[A block of data]
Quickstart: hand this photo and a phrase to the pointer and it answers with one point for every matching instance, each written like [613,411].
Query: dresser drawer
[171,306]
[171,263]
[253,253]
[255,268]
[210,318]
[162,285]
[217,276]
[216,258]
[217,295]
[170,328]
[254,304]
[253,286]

**The request**: Repeat the records above exactly as they appear.

**Full output**:
Quickstart: hand this photo and a phrase to the pointer and it answers with one point for every matching instance, each written like [613,411].
Query: dresser drawer
[171,306]
[171,263]
[253,253]
[255,268]
[210,318]
[162,285]
[217,276]
[216,258]
[217,295]
[170,328]
[254,304]
[253,286]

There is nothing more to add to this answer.